Exercise description> Reproduce every one of the items below line for line, changing nothing.

** Begin Record set **

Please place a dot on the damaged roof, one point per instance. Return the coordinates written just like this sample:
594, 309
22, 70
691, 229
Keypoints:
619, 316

** End Record set **

Task output>
Please place a dot on the damaged roof, one point per instance. Return the coordinates written just like this sample:
594, 309
22, 70
691, 229
Keypoints:
619, 316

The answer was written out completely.